── GIVEN INFORMATION

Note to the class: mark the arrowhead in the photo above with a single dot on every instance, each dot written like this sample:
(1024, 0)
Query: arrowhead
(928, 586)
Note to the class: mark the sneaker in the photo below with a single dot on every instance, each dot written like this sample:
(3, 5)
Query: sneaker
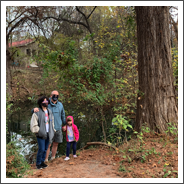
(39, 166)
(44, 165)
(67, 158)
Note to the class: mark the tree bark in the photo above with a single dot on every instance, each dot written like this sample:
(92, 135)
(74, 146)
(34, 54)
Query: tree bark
(8, 72)
(156, 103)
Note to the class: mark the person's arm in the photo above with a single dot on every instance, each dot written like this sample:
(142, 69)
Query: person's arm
(63, 116)
(34, 124)
(36, 109)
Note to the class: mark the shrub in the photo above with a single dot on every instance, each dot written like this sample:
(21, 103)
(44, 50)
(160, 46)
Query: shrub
(16, 165)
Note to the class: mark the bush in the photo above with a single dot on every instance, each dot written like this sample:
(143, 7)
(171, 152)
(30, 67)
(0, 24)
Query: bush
(16, 165)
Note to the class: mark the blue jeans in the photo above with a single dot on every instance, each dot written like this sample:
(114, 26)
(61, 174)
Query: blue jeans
(74, 146)
(42, 149)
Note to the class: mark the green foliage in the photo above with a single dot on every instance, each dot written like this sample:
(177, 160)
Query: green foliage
(15, 162)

────

YOUR GOAL: Word for word, repeat the data above with the pictures left out.

TASK RESPONSE:
Note to the class: mark the arrowhead in the photo above with a single dot on every instance, each dot written like this sample:
(1024, 0)
Query: arrowhead
(928, 586)
Note to the class: mark the sneaker in the photo below with a single dot on every instance, each dot written like this sample:
(3, 5)
Query: sneaker
(39, 166)
(44, 165)
(67, 158)
Note to the class: mark the tree bark in the photo above with a single dot on every instance, each dot written like this sample:
(92, 135)
(74, 146)
(34, 54)
Query: tree bark
(8, 72)
(156, 103)
Note to the class: mark the person's arm in the photo above with a single dot on every instance, each dot written like this sample:
(142, 69)
Query: person's arm
(63, 116)
(34, 124)
(36, 109)
Note to the class: mark the shrub in the photo above with a single dot on every instance, each dot written like this sample:
(21, 103)
(44, 50)
(160, 46)
Query: shrub
(16, 165)
Note to the class: mark the bush in the photo above with a single dot on every instance, each dot written like this sample:
(143, 7)
(171, 152)
(30, 67)
(0, 24)
Query: bush
(16, 165)
Note to the class: mark the blue jeans in the photo above with a single dot on every instance, each dot written like this sample:
(114, 26)
(61, 174)
Query: blue jeans
(74, 146)
(42, 149)
Note to the class: mark the green foliage in the photo above with a single dot on every instance, each dot written like this sample:
(177, 160)
Query: green foliage
(15, 162)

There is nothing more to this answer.